[THINGS TO DO]:
[1] Find every line in the records that contains the word "tower", matching case exactly, and copy each of those lines.
[2] Continue the patch review email about anonymous replicas in Tarantool from the point where it stops.

[DOCUMENT EXCERPT]:
● ● ● ● ●

[Tarantool-patches] [PATCH v2 5/5] replication: introduce anonymous replica.

Sergey Petrenko sergepetrenko at tarantool.org
Fri Dec 27 18:27:17 MSK 2019


>Среда, 25 декабря 2019, 21:22 +03:00 от Vladislav Shpilevoy <v.shpilevoy at tarantool.org>:
>
>Thanks for the patch!

Hi! Thanks for your answer! My comments and incremental diff are below.
Also please check out the discussion with Kostja Osipov in this thread
( [Tarantool-patches] [PATCH 4/5] vclock: ignore 0th component in comparisons.),
there are some new changes to the commit regarding 0 vclock component comparison.

>
>I've pushed my review fixes on top of this commit. See it in the
>end of the email, and on the branch.
Thanks! Looks good.
>
>
>We should document new iproto codes: IPROTO_FETCH_SNAPSHOT,
>IPROTO_REGISTER, IPROTO_REPLICA_ANON, like here:
>https://www.tarantool.io/en/doc/2.2/dev_guide/internals/box_protocol/

Opened a ticket. https://github.com/tarantool/doc/issues/1046

>
>
>See 4 comments below.
>
>> diff --git a/src/box/applier.cc b/src/box/applier.cc
>> index f4f9d0670..2939a0f61 100644
>> --- a/src/box/applier.cc
>> +++ b/src/box/applier.cc
>> @@ -996,10 +1035,24 @@ applier_f(va_list ap)
>>  if (tt_uuid_is_nil(&REPLICASET_UUID)) {
>>  /*
>>   * Execute JOIN if this is a bootstrap.
>> + * In case of anonymous replication, don't
>> + * join but just fetch master's snapshot.
>> + *
>>   * The join will pause the applier
>>   * until WAL is created.
>>   */
>> -applier_join(applier);
>> +if (replication_anon)
>> +applier_fetch_snapshot(applier);
>> +else
>> +applier_join(applier);
>> +}
>> +if (applier->version_id >= version_id(1, 7, 0) &&
>> +    !replication_anon && instance_id == REPLICA_ID_NIL) {
>> +/* anonymity was turned off while we were
>> + * fetching a snapshot or following master.

● ● ● ● ●

Point-based annotation data:
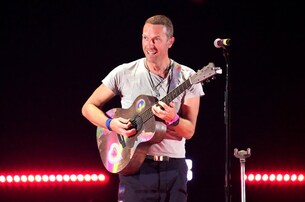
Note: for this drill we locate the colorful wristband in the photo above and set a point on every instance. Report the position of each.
(108, 124)
(174, 121)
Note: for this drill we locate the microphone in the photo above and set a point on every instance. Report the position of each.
(222, 43)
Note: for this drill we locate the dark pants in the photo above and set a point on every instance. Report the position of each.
(157, 181)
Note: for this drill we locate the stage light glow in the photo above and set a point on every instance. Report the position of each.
(275, 178)
(258, 177)
(17, 178)
(51, 178)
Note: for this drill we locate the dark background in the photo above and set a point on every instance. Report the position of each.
(55, 53)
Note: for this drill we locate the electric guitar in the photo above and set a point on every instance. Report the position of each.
(125, 155)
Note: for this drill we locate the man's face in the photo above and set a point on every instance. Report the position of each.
(155, 42)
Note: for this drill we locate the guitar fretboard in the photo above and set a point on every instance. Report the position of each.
(147, 114)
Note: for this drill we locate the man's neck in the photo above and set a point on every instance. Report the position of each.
(160, 69)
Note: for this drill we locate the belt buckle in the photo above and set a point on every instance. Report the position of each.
(161, 158)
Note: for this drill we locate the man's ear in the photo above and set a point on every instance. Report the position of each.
(171, 42)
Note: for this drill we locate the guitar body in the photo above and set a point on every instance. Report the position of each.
(125, 155)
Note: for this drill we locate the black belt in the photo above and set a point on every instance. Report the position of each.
(158, 158)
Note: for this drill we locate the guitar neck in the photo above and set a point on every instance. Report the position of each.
(147, 114)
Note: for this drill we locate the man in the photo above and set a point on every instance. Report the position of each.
(163, 174)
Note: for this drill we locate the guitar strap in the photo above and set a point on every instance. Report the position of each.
(175, 76)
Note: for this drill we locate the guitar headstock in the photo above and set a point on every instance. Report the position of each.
(205, 73)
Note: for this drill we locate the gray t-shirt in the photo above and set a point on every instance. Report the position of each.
(132, 79)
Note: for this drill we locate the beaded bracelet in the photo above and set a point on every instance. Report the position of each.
(174, 121)
(108, 124)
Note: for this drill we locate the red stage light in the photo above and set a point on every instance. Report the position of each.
(280, 178)
(51, 178)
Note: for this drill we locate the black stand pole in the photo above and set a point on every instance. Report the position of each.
(227, 117)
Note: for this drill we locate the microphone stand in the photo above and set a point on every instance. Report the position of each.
(227, 121)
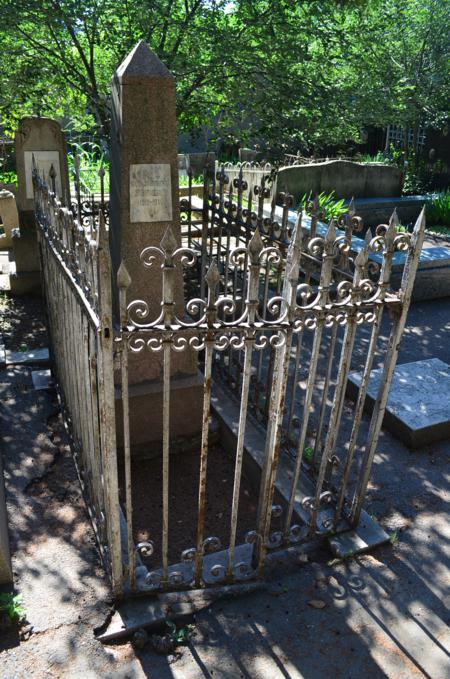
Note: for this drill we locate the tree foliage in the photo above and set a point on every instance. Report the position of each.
(293, 74)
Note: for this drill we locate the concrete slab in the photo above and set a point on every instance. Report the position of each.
(41, 378)
(364, 538)
(418, 407)
(33, 357)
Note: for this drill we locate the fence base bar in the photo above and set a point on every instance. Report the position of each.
(227, 411)
(367, 535)
(152, 613)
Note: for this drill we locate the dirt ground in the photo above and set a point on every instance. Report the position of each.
(183, 475)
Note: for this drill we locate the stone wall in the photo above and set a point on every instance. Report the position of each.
(344, 177)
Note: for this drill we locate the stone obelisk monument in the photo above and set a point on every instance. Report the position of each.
(144, 201)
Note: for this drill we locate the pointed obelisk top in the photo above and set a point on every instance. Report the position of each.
(142, 63)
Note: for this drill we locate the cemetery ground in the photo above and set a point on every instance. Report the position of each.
(384, 614)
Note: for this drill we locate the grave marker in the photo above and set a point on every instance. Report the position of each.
(144, 201)
(43, 139)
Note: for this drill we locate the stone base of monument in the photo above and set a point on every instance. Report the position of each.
(146, 414)
(418, 408)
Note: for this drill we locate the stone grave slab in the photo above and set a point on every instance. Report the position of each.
(418, 407)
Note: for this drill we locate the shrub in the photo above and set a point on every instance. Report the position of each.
(438, 209)
(329, 207)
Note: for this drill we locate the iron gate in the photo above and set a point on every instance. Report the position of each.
(274, 299)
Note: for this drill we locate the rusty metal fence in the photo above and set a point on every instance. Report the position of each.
(76, 272)
(275, 314)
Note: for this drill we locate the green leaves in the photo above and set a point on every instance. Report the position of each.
(287, 75)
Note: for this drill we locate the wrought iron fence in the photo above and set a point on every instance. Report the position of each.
(76, 273)
(274, 312)
(221, 321)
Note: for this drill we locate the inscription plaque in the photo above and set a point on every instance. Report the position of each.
(150, 193)
(43, 160)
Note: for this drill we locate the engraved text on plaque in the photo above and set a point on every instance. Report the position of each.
(150, 193)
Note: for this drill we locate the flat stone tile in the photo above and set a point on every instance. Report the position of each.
(418, 407)
(27, 357)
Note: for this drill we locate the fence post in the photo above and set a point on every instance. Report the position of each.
(277, 399)
(107, 408)
(408, 279)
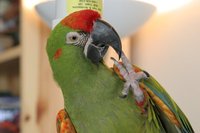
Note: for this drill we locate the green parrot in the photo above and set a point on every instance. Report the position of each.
(97, 98)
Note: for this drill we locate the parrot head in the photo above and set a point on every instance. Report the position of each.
(86, 31)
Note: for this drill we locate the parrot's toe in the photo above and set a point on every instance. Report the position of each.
(146, 73)
(123, 96)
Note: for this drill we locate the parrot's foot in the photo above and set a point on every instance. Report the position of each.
(64, 124)
(131, 79)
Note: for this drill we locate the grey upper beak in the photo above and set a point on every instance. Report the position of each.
(102, 36)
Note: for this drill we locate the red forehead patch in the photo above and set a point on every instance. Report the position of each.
(81, 20)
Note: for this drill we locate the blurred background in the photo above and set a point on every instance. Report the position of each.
(167, 46)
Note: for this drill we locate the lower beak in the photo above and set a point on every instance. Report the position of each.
(102, 36)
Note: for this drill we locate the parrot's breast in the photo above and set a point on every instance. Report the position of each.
(91, 95)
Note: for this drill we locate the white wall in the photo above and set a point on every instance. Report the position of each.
(168, 47)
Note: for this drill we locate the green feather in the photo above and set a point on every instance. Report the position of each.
(91, 94)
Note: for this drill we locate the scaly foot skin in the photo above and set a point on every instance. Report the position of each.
(64, 124)
(131, 78)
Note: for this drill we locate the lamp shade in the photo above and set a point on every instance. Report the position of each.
(126, 16)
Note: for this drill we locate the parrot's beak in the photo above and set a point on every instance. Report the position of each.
(102, 36)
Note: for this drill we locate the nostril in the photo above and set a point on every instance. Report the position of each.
(58, 53)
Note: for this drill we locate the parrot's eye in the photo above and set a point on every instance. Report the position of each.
(76, 38)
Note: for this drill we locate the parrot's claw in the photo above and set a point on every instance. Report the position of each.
(131, 77)
(123, 96)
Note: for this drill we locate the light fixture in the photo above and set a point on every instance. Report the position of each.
(125, 15)
(167, 5)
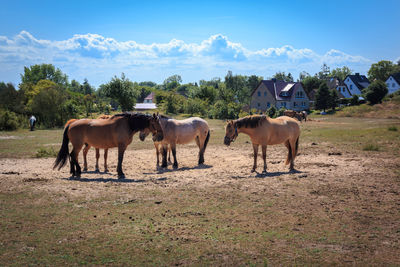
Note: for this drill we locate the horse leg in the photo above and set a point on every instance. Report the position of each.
(76, 170)
(200, 144)
(157, 153)
(289, 158)
(97, 159)
(121, 151)
(164, 150)
(105, 159)
(293, 146)
(264, 149)
(169, 154)
(255, 148)
(173, 149)
(85, 151)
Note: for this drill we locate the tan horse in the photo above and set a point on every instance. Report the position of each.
(266, 131)
(181, 132)
(114, 132)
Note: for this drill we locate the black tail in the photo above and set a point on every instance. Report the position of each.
(63, 154)
(206, 141)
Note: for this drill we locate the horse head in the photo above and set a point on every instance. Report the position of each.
(230, 133)
(155, 128)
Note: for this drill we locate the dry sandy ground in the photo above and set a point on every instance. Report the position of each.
(359, 189)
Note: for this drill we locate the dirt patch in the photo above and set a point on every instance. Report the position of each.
(341, 204)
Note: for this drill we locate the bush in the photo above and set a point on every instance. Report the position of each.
(10, 121)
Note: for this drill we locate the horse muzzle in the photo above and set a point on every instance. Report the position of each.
(227, 141)
(142, 137)
(158, 137)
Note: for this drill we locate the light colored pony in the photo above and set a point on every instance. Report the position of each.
(266, 131)
(180, 132)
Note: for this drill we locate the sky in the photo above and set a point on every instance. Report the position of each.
(152, 40)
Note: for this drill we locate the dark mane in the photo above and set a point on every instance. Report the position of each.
(250, 121)
(164, 117)
(137, 121)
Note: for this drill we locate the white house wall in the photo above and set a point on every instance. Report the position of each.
(392, 85)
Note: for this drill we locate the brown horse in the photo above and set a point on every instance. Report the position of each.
(114, 132)
(181, 132)
(87, 147)
(266, 131)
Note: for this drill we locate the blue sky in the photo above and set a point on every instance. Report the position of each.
(151, 40)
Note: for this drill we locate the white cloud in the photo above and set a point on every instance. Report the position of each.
(99, 58)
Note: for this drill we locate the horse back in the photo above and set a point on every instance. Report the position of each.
(185, 131)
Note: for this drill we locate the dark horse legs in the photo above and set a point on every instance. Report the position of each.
(74, 163)
(121, 151)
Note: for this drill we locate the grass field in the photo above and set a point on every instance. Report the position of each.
(341, 208)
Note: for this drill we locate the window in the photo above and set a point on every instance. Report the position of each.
(299, 94)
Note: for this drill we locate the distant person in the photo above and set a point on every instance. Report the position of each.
(32, 122)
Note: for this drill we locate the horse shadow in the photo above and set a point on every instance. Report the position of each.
(104, 180)
(161, 170)
(270, 174)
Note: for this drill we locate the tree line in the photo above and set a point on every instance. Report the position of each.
(46, 92)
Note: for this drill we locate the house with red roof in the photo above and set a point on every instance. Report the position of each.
(290, 95)
(393, 83)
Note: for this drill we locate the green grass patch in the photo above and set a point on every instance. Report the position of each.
(371, 147)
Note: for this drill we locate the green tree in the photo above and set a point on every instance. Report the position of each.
(87, 89)
(382, 70)
(324, 73)
(341, 73)
(375, 92)
(122, 90)
(48, 104)
(10, 98)
(35, 73)
(172, 82)
(354, 100)
(322, 97)
(333, 99)
(303, 75)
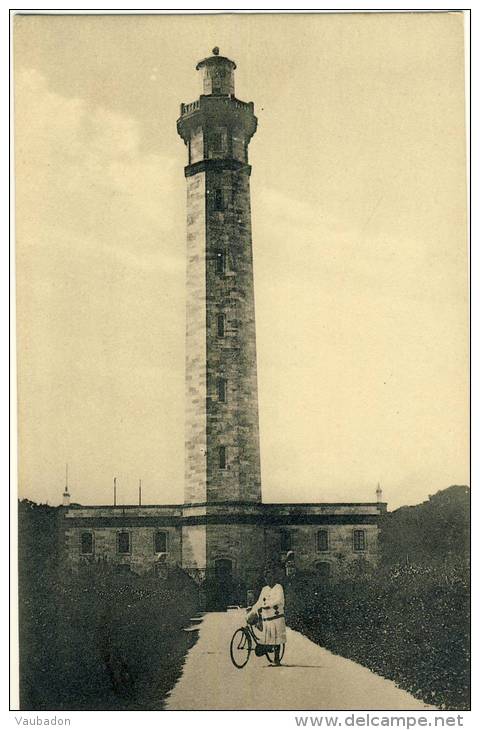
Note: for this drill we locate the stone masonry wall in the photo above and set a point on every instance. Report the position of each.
(142, 556)
(233, 423)
(196, 354)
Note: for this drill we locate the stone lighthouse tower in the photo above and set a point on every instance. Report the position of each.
(222, 453)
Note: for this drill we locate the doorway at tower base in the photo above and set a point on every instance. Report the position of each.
(226, 559)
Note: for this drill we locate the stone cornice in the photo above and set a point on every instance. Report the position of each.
(217, 165)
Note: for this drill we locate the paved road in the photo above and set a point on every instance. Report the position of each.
(311, 679)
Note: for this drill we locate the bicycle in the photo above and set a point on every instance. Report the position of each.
(244, 640)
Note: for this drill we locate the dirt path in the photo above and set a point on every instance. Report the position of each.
(311, 679)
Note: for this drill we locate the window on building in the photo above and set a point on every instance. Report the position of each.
(220, 262)
(323, 570)
(222, 390)
(285, 541)
(222, 457)
(123, 542)
(218, 199)
(160, 542)
(220, 325)
(86, 543)
(359, 542)
(216, 143)
(322, 541)
(123, 568)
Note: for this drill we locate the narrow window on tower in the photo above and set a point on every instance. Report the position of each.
(222, 457)
(215, 144)
(220, 325)
(123, 543)
(86, 543)
(218, 200)
(222, 390)
(220, 262)
(359, 542)
(322, 541)
(160, 542)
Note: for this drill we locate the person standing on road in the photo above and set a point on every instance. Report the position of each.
(270, 607)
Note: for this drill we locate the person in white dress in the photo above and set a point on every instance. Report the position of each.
(270, 607)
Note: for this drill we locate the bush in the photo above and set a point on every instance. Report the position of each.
(96, 640)
(408, 623)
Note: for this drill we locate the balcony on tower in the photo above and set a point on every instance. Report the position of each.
(217, 125)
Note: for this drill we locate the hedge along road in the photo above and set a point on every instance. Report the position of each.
(311, 677)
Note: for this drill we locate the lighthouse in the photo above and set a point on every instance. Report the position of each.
(222, 451)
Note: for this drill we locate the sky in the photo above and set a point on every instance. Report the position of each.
(359, 237)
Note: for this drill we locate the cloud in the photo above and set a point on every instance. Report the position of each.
(83, 169)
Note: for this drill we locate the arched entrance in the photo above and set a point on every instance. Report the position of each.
(221, 594)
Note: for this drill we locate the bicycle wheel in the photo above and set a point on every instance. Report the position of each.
(240, 648)
(271, 654)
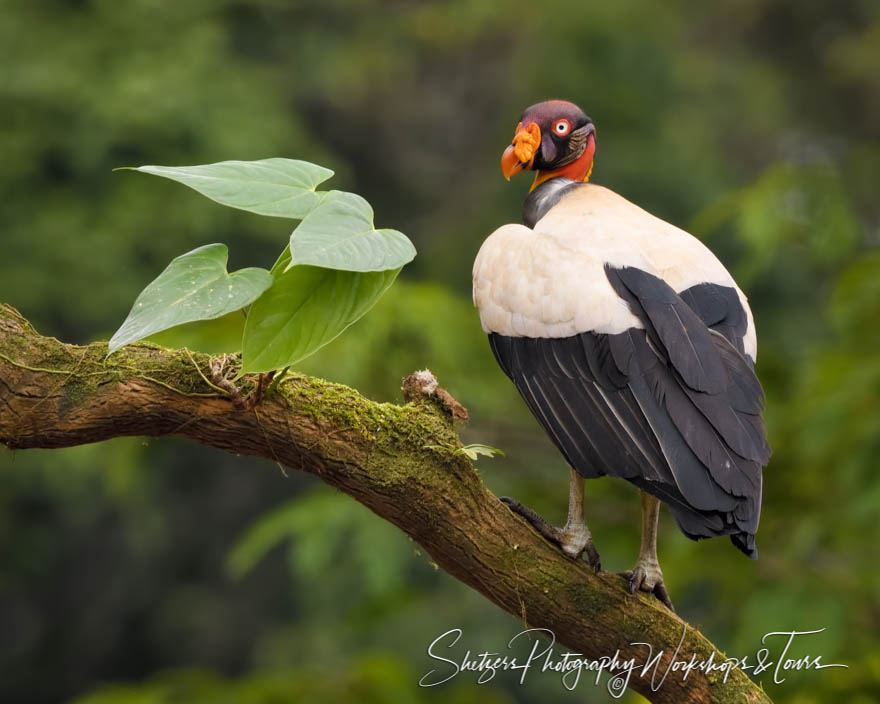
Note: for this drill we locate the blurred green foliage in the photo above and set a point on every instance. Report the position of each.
(752, 124)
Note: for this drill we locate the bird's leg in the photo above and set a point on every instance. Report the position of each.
(646, 576)
(574, 538)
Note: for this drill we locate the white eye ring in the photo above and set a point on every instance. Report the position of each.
(561, 127)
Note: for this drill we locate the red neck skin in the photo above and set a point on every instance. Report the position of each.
(578, 170)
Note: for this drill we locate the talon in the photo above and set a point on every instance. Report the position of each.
(647, 578)
(573, 541)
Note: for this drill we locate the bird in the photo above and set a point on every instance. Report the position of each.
(630, 343)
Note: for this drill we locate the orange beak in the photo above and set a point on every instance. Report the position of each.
(520, 154)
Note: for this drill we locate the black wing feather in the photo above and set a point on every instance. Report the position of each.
(673, 408)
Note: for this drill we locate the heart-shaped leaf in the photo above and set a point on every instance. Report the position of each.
(284, 188)
(306, 308)
(194, 286)
(216, 336)
(339, 234)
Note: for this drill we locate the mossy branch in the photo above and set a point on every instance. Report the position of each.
(385, 456)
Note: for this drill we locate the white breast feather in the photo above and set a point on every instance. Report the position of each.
(551, 282)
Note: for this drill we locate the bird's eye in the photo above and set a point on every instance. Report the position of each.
(561, 127)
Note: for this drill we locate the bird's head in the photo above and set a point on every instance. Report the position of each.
(554, 138)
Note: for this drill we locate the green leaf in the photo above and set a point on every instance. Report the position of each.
(476, 449)
(283, 188)
(194, 286)
(339, 234)
(306, 308)
(217, 336)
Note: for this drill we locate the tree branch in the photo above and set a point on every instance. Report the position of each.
(400, 461)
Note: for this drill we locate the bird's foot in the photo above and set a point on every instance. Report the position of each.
(574, 541)
(647, 577)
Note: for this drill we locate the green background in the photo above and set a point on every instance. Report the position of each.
(160, 571)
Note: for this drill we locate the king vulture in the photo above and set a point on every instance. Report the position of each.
(630, 343)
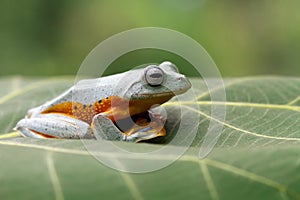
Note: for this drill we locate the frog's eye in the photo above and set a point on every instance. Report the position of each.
(170, 66)
(154, 76)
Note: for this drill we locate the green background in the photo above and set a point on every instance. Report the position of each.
(244, 38)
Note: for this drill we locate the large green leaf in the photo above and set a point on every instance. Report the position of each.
(256, 157)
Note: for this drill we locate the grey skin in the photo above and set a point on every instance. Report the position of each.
(140, 84)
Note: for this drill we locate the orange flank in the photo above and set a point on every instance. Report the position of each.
(86, 112)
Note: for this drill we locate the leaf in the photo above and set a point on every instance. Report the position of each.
(256, 156)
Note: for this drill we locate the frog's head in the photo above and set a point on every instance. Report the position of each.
(156, 84)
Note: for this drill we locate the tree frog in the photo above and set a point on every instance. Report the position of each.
(115, 107)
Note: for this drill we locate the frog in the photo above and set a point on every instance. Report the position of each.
(116, 107)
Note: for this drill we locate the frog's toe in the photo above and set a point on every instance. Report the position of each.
(104, 128)
(146, 133)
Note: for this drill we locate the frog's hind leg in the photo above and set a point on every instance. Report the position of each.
(54, 126)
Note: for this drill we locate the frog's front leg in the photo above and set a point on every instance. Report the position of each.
(141, 129)
(54, 126)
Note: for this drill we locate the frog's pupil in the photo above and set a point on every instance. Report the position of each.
(155, 75)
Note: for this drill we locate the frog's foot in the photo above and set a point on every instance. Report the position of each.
(144, 130)
(53, 126)
(104, 128)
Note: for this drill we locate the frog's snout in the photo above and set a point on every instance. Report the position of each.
(184, 84)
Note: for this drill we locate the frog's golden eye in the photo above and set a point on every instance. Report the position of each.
(154, 76)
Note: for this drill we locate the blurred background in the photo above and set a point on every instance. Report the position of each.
(244, 38)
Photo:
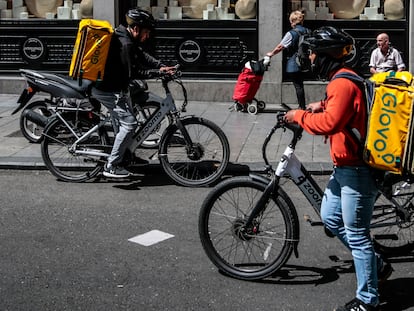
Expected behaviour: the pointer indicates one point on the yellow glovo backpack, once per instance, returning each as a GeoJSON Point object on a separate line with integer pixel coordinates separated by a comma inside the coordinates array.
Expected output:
{"type": "Point", "coordinates": [91, 50]}
{"type": "Point", "coordinates": [390, 121]}
{"type": "Point", "coordinates": [389, 143]}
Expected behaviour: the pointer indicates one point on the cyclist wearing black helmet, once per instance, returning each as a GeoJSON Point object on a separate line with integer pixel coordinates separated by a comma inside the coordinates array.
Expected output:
{"type": "Point", "coordinates": [126, 61]}
{"type": "Point", "coordinates": [349, 197]}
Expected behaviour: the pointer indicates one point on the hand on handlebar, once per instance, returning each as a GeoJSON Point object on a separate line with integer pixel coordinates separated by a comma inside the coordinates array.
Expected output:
{"type": "Point", "coordinates": [170, 70]}
{"type": "Point", "coordinates": [315, 107]}
{"type": "Point", "coordinates": [289, 116]}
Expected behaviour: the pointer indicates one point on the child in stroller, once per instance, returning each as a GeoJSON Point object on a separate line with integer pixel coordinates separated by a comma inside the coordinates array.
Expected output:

● ● ● ● ●

[OUTPUTS FOR THE TASKS]:
[1]
Note: for this drill we locate the stone lighthouse tower in the photo above and set a point on every instance. Report the position of each.
Note: for this drill we locate the doorway at tower base in the photo above and set a point on every instance. Report the position of each.
Note: for this drill we locate the narrow window on tower in the photo above and set a point on every instance. Report the position of each.
Note: for this drill we locate the balcony on tower in the photo above and set a point on every instance. Report the position of each.

[2]
>> + * Register the replica now.
>> + */
>> +applier_register(applier);
>>  }
>
>1. Why do we check for version here? Wouldn't it be more straight
>to do something like this?
>
>================================================================================
>
>diff --git a/src/box/applier.cc b/src/box/applier.cc
>index 3efa2b765..32851506c 100644
>--- a/src/box/applier.cc
>+++ b/src/box/applier.cc
>@@ -1032,6 +1032,7 @@ applier_f(va_list ap)
> while (!fiber_is_cancelled()) {
> try {
> applier_connect(applier);
>+bool was_anon = replication_anon;
> if (tt_uuid_is_nil(&REPLICASET_UUID)) {
> /*
>  * Execute JOIN if this is a bootstrap.
>@@ -1046,8 +1047,8 @@ applier_f(va_list ap)
> else
> applier_join(applier);
> }
>-if (applier->version_id >= version_id(1, 7, 0) &&
>-    !replication_anon && instance_id == REPLICA_ID_NIL) {
>+if (was_anon && !replication_anon &&
>+    instance_id == REPLICA_ID_NIL) {
> /*
>  * Anonymity was turned off while
>  * we were fetching a snapshot or
>
>================================================================================
>
>Also I don't understand, why is it needed? From what I see in
>box_set_replication_anon(), we stop existing appliers, when
>change `replication_anon`. So in case `replication_anon` is
>changed, the fiber should be canceled by that moment.
>applier_connect() does fiber_testcancel() via coio after each
>yield.
>
>A register could even harm here, because this instance will do
>register twice - from there, and from a new applier fiber, started
>in box_set_replication_anon().

True, the version check is pointless and the comment is misleading.
But we need to call applier_register here. In case of a transition
from anon to normal, we have already fetched a snapshot, so we
shouldn't execute join in a new applier, we just execute register and
proceed to subscribe. Fixed.

>
>
>> diff --git a/src/box/box.cc b/src/box/box.cc
>> index 56d07e634..a93e2503e 100644
>> --- a/src/box/box.cc
>> +++ b/src/box/box.cc
>> @@ -740,6 +770,64 @@ box_set_replication_skip_conflict(void)
>>  replication_skip_conflict = cfg_geti("replication_skip_conflict");
>>  }
>> 
>> +void
>> +box_set_replication_anon(void)
>> +{
>> +bool anon = box_check_replication_anon();
>> +if (anon == replication_anon)
>> +return;
>> +
>> +if (!anon) {
>> +/* Turn anonymous instance into a normal one. */
>> +replication_anon = anon;
>
>2. In case of any exception `replication_anon` will contain a not
>applied value.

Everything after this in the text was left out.